### Фрагмент текста
————
Да Гоголь и есть Алекс. Мак. Так же велики и обширны завоевания. И «вновь открытые страны». Даже – «Индия» есть.
* * *
Ни один политик и ни один политический писатель в мире не произвел в «политике» так много, как Гоголь.
(за вечерним чаем)».
А в «Уединенном» Розанов особо выделил тип Добчинского как ключевой для понимания новейшей российской истории: «Поразительно, что к гробу Толстого сбежались все Добчинские со всей России, и, кроме Добчинских, никого там и не было, они теснотою толпы никого еще туда и не пропустили. Так что «похороны Толстого» в то же время вышли «выставкою Добчинских»…
Суть Добчинского – «чтобы обо мне узнали в Петербурге». Именно одно это желание и подхлестнуло всех побежать. Объявился какой-то «Союз союзов» и «Центральный комитет 20-ти литературных обществ»… О Толстом никто не помнил: каждый сюда бежал, чтобы вскочить на кафедру и, что-то проболтав, – все равно что, – ткнуть перстом в грудь и сказать: «Вот я, Добчинский, живу; современник вам и Толстому. Разделяю его мысли, восхищаюсь его гением; но вы запомните, что я именно – Добчинский, и не смешайте мою фамилию с чьей-нибудь другой».
————
### Постановка задачи A
Выпишите из записей все строки, содержащие слово «grassy», учитывая регистр букв.

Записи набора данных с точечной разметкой
————
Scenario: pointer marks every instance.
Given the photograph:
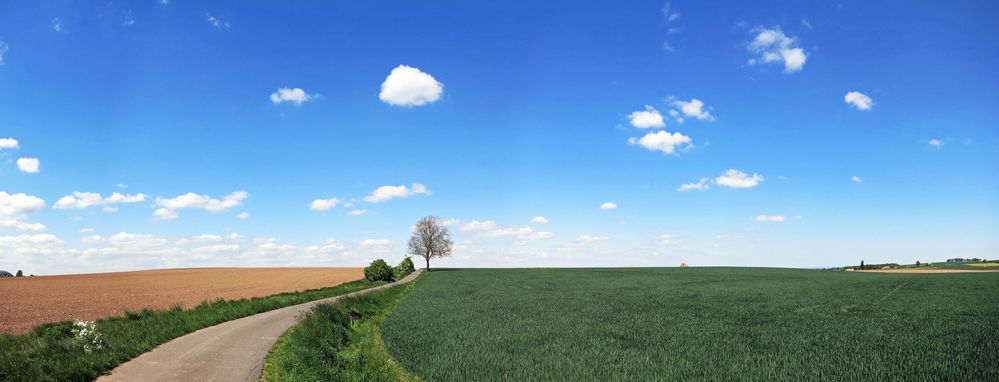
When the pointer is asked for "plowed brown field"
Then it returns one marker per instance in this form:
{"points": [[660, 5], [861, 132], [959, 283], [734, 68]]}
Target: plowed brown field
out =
{"points": [[29, 301]]}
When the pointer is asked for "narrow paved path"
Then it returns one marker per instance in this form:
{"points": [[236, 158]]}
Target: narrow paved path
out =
{"points": [[230, 351]]}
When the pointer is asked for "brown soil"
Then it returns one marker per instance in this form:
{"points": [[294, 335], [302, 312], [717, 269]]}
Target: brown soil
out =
{"points": [[29, 301], [913, 270]]}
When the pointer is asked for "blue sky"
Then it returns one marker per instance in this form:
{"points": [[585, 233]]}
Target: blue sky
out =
{"points": [[492, 115]]}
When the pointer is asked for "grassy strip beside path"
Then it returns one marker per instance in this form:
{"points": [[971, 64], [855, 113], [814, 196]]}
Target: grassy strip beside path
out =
{"points": [[59, 352], [339, 342]]}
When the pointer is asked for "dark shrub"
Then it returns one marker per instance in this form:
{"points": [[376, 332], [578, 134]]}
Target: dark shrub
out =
{"points": [[378, 270], [404, 269]]}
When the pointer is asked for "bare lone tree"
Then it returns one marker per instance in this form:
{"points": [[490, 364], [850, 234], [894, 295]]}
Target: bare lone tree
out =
{"points": [[430, 239]]}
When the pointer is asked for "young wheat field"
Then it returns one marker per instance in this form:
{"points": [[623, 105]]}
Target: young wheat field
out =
{"points": [[696, 323]]}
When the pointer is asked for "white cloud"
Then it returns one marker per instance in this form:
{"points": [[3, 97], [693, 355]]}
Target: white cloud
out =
{"points": [[648, 118], [694, 108], [192, 200], [8, 143], [324, 204], [28, 165], [738, 179], [591, 239], [81, 200], [859, 100], [164, 214], [293, 95], [408, 86], [14, 211], [661, 141], [699, 185], [768, 218], [368, 243], [384, 193], [773, 46], [216, 22]]}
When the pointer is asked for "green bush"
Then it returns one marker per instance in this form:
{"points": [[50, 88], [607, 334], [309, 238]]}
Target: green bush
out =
{"points": [[404, 269], [379, 270]]}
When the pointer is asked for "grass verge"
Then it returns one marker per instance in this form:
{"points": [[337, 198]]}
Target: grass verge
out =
{"points": [[62, 352], [339, 342]]}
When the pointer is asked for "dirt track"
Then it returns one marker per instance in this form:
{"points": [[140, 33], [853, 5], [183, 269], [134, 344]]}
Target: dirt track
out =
{"points": [[913, 270], [30, 301]]}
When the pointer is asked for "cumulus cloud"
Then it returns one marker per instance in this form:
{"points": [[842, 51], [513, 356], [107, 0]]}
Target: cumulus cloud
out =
{"points": [[192, 200], [384, 193], [858, 100], [81, 200], [773, 46], [591, 239], [293, 95], [661, 141], [324, 204], [14, 211], [699, 185], [738, 179], [8, 143], [28, 165], [648, 118], [409, 86], [768, 218], [694, 108]]}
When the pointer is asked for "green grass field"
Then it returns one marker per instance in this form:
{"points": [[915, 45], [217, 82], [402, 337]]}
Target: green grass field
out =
{"points": [[51, 353], [697, 323]]}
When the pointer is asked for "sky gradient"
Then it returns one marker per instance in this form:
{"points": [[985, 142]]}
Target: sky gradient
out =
{"points": [[793, 134]]}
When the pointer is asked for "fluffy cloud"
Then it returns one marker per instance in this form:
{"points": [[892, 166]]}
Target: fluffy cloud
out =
{"points": [[91, 199], [648, 118], [28, 165], [293, 95], [408, 86], [661, 141], [773, 46], [384, 193], [324, 204], [8, 143], [768, 218], [738, 179], [591, 239], [694, 108], [204, 202], [699, 185], [14, 210], [859, 100]]}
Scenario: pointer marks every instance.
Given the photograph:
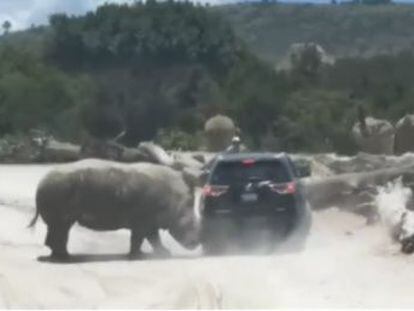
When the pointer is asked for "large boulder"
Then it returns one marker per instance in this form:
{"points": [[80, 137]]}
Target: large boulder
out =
{"points": [[374, 136], [404, 135], [219, 131]]}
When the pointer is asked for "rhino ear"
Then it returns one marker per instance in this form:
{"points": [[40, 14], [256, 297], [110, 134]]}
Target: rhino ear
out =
{"points": [[193, 177]]}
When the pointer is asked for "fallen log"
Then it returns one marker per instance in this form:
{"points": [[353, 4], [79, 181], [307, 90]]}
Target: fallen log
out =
{"points": [[353, 191]]}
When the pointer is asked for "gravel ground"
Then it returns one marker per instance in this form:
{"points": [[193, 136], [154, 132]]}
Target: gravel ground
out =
{"points": [[345, 264]]}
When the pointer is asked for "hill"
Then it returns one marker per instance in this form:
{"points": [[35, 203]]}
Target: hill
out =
{"points": [[343, 30]]}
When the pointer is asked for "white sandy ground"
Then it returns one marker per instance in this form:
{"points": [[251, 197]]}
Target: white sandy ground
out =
{"points": [[346, 264]]}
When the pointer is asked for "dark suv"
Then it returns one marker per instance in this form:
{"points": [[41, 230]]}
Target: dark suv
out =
{"points": [[253, 201]]}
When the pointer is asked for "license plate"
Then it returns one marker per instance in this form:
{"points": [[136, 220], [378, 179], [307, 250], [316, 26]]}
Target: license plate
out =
{"points": [[249, 197]]}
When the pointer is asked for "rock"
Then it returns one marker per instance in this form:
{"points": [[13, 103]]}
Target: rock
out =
{"points": [[404, 135], [219, 131], [374, 136]]}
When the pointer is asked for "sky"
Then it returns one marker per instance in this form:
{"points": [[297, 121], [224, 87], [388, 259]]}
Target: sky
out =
{"points": [[23, 13]]}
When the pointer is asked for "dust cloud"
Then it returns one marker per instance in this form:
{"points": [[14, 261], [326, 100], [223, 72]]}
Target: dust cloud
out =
{"points": [[345, 264]]}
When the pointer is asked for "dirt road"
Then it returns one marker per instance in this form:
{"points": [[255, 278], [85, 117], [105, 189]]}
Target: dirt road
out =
{"points": [[346, 264]]}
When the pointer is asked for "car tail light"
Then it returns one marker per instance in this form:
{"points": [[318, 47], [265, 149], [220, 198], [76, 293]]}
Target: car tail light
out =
{"points": [[286, 188], [248, 162], [214, 191]]}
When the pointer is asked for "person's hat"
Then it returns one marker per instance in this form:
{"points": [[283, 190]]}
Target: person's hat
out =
{"points": [[235, 139]]}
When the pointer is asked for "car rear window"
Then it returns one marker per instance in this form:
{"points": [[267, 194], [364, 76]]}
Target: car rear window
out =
{"points": [[227, 173]]}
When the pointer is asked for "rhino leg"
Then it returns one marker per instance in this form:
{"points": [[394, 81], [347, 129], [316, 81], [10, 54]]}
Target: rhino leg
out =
————
### Постановка задачи B
В чем, согласно отрывку о Гоголе и Добчинском, состоит суть Добчинского?

### Решение задачи A
When the pointer is asked for "grassy strip beside path"
Target: grassy strip beside path

### Решение задачи B
Суть Добчинского в желании, «чтобы обо мне узнали в Петербурге».